### 原文抜粋:
================================
説明

洗浄方法および洗浄装置

【課題】内部に形成された狭隘部を洗浄対象部位に含む被洗浄ワークを対象とし、十分な洗浄性能を確保することが可能な洗浄方法および洗浄装置を提供する。
【解決手段】内部に形成された狭隘部を洗浄対象部位に含むノズル部品3を洗浄液によって洗浄する洗浄方法において、クランプ部材56にクランプされたノズル部品3を減圧された洗浄チャンバ13内に装着して加熱開孔部50c内に挿入し、チャンバ加熱ヒータ18の熱をクランプ部材56を介してノズル部品3に伝達して洗浄液の沸点温度以上に加熱しながら、ノズルチップ61から噴射された洗浄液を減圧雰囲気下で気化させて洗浄対象部位に入射させる。これにより、噴射による異物除去作用とともに、液滴または微細液滴が加熱された洗浄対象部位に接触して再沸騰することにより生じる剥離作用によって洗浄対象部位に付着した異物を除去することができる。

【発明の詳細な説明】
【技術分野】
【0001】
本発明は、内部に狭隘部位を有する被洗浄ワークを洗浄する洗浄方法および洗浄装置に関するものである。
【背景技術】
【0002】
自動車部品などの機械部品の製造工程では、機械加工の後にバリや切り粉、油分など、加工過程において付着した異物を除去するための洗浄が行われる。このような機械部品の洗浄方法として、従来より水系や炭化水素系などの洗浄液に被洗浄ワークを浸漬した状態で超音波振動を作用させて異物を除去する超音波洗浄が広く用いられている。この超音波洗浄では、溝や内部孔などの狭隘部位に対しては洗浄効果が不十分であり、さらにこれらの狭隘部位には洗浄液が残留しやすいことから、このような狭隘部位を有する機械部品を対象として、減圧雰囲気下で洗浄を行う方法が用いられるようになっている(例えば特許文献1,2参照)。
【0003】
これらはいずれも減圧によって洗浄液の沸点が急激に低下して生じる突沸現象を利用するものであり、洗浄液が付着した状態の機械部品を減圧雰囲気下に置き、隙間部や袋穴内部などの狭隘部位において洗浄液の突沸を生じさせることにより、これらの狭隘部位に液滴状態で残留する洗浄液を異物とともに除去するようにしている。
================================
### 課題の説明:
狭隘部を持つワークの洗浄方法を扱う特許文の続きを、【0003】の最後の文のあとから書け。

物体ポイントラベル:
================================
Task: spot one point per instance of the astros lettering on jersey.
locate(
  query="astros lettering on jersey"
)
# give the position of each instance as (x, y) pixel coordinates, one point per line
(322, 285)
================================
### 回答:
【特許文献1】特開平8−290133号公報
【特許文献2】特開2002−192091号公報
【発明の開示】
【発明が解決しようとする課題】
【0004】
ところで近年、洗浄対象となる機械部品は機能高度化によってより精密度が向上し、これらの精密部品を対象とする洗浄方式においては、従来と比較して格段の洗浄性能が求められるようになっている。例えば、ディーゼルエンジンの燃料噴射系に用いられるノズル部品では、排ガス対策や燃費向上の要請から噴射圧力が高圧化した結果、ノズル孔径は従来と比較して微細化しており、洗浄工程においては極めて微細な残渣まで除去することが要求されるようになっている。しかしながらこのような微細なノズル孔はノズル部品の内部に加工されていることから、従来の洗浄方式では洗浄作用を有効に洗浄対象部位に及ぼすことが困難で、十分な洗浄性能を確保することができなかった。
【0005】
本発明はこのような課題に鑑みてなされたものであり、上述のノズル部品など、内部に形成された狭隘部を洗浄対象部位に含む被洗浄ワークを対象として、十分な洗浄性能を確保することが可能な洗浄方法および洗浄装置を提供することを目的とする。
【課題を解決するための手段】
【0006】
本発明の洗浄方法は、内部に形成された狭隘部を洗浄対象部位に含む被洗浄ワークを洗浄液によって洗浄する洗浄方法であって、前記被洗浄ワークを加熱して少なくとも前記洗浄対象部位の表面温度を前記洗浄液の沸点温度以上に保持しながら、前記洗浄対象部位に前記洗浄液の蒸気およびまたは微細液滴を噴射することにより、前記噴射による異物除去作用および前記蒸気が液化した液滴およびまたは前記微細液滴が前記加熱された洗浄対象部位に接触して再沸騰することにより生じる剥離作用によって、前記洗浄対象部位に付着した異物を除去する。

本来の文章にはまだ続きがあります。